> _Given passage_:
Who files the report if the manufacturer is also an essential entity?

You file both, and you file them separately. As the product manufacturer, you report the exploited vulnerability to ENISA under CRA. As an essential entity, you report the service incident to your national competent authority or CSIRT under NIS2. The two filings are independent: different forms, different recipients, different deadlines in some cases. Assign a named owner for each reporting path before an incident occurs. Do not assume one report satisfies the other.

Can one risk register serve both CRA and NIS2?

Yes, if it separates product risks from organizational risks. Structure the register so product-level risks (component vulnerabilities, update failures, conformity gaps) are clearly distinct from organizational risks (service continuity, governance failures, supply chain disruptions). Both sets of risks can sit in the same document and share a common scoring methodology. What cannot be merged is the treatment: CRA risk treatment leads to product controls and technical file updates; NIS2 risk treatment leads to organizational measures and policy changes. Keep the entries distinct so each audit can find what it needs.

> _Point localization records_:
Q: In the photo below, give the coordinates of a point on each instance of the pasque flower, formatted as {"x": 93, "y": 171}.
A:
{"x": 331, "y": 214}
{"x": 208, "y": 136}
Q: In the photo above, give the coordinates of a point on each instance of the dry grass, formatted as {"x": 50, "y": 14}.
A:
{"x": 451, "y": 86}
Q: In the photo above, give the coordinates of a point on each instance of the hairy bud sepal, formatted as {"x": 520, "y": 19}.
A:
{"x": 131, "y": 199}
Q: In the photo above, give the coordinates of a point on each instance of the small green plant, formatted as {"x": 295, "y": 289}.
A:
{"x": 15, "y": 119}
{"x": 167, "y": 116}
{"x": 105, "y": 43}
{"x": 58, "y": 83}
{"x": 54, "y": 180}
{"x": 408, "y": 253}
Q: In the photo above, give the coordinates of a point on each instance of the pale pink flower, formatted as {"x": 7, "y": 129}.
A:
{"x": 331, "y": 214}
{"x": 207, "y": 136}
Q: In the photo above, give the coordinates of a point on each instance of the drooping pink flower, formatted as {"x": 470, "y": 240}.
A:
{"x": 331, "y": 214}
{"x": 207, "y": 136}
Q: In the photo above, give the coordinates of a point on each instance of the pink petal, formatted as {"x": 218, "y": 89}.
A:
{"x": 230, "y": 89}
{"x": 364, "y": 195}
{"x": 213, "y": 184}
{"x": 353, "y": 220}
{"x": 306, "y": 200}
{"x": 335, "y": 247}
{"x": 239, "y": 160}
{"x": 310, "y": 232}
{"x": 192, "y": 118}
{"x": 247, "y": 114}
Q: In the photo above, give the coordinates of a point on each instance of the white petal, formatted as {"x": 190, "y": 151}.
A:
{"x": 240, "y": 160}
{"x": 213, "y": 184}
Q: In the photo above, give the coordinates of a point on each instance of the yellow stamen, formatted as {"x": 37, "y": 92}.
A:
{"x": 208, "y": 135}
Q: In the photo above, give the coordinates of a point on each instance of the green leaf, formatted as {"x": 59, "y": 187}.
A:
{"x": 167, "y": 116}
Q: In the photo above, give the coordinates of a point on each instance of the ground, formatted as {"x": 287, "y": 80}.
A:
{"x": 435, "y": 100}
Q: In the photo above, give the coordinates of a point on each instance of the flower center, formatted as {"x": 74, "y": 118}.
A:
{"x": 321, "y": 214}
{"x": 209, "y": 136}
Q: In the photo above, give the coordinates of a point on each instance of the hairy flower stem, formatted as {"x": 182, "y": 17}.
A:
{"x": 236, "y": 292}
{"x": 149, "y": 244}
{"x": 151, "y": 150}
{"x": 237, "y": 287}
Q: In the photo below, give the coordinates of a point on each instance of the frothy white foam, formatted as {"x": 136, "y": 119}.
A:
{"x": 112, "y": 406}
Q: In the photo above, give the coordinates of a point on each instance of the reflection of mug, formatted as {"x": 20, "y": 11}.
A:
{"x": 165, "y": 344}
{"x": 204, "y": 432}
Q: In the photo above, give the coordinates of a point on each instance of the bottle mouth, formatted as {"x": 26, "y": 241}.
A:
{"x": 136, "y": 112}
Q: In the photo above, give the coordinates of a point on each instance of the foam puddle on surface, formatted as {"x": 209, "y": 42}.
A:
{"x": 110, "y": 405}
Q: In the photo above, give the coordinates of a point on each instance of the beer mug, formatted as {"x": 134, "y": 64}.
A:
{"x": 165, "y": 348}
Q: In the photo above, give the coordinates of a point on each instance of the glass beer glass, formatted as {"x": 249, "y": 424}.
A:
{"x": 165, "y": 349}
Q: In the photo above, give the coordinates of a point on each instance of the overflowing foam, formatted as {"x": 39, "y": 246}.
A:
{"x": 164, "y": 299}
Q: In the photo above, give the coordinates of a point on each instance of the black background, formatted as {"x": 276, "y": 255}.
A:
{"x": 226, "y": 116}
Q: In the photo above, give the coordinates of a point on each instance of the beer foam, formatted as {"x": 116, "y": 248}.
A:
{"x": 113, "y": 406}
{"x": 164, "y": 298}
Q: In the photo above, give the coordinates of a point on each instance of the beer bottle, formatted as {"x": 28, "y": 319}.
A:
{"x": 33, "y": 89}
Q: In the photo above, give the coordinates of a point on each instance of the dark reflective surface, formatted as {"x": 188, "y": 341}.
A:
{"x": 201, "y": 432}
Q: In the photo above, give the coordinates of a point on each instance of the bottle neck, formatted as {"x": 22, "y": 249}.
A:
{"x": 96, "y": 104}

> _Complete the following_:
[1] Condense the paragraph of the CRA and NIS2 passage that begins "Yes, if it separates" into a bulleted list that keeps its main facts.
[2] Based on the CRA and NIS2 passage, decide whether each statement is true. Answer yes or no and quote the words that decide it.
(a) Under CRA, a manufacturer reports an exploited vulnerability to ENISA.
(b) A single report can satisfy both the CRA and the NIS2 reporting duties.
(c) Product risks and organizational risks in the register must be scored with different methodologies.
[3] Retype the part of the CRA and NIS2 passage between "Who files the" and "satisfies the other.", inclusive.

> _Exercise responses_:
[1]
- One risk register can serve both CRA and NIS2 if product risks are kept separate from organizational risks.
- Product-level risks include component vulnerabilities, update failures and conformity gaps.
- Organizational risks include service continuity, governance failures and supply chain disruptions.
- Both sets can sit in the same document and share a common scoring methodology.
- Treatment cannot be merged. CRA treatment leads to product controls and technical file updates, and NIS2 treatment leads to organizational measures and policy changes.
- Entries stay distinct so each audit can find what it needs.

[2]
(a) Yes: "As the product manufacturer, you report the exploited vulnerability to ENISA under CRA."
(b) No: "Do not assume one report satisfies the other."
(c) No: "Both sets of risks can sit in the same document and share a common scoring methodology."

[3]
Who files the report if the manufacturer is also an essential entity?

You file both, and you file them separately. As the product manufacturer, you report the exploited vulnerability to ENISA under CRA. As an essential entity, you report the service incident to your national competent authority or CSIRT under NIS2. The two filings are independent: different forms, different recipients, different deadlines in some cases. Assign a named owner for each reporting path before an incident occurs. Do not assume one report satisfies the other.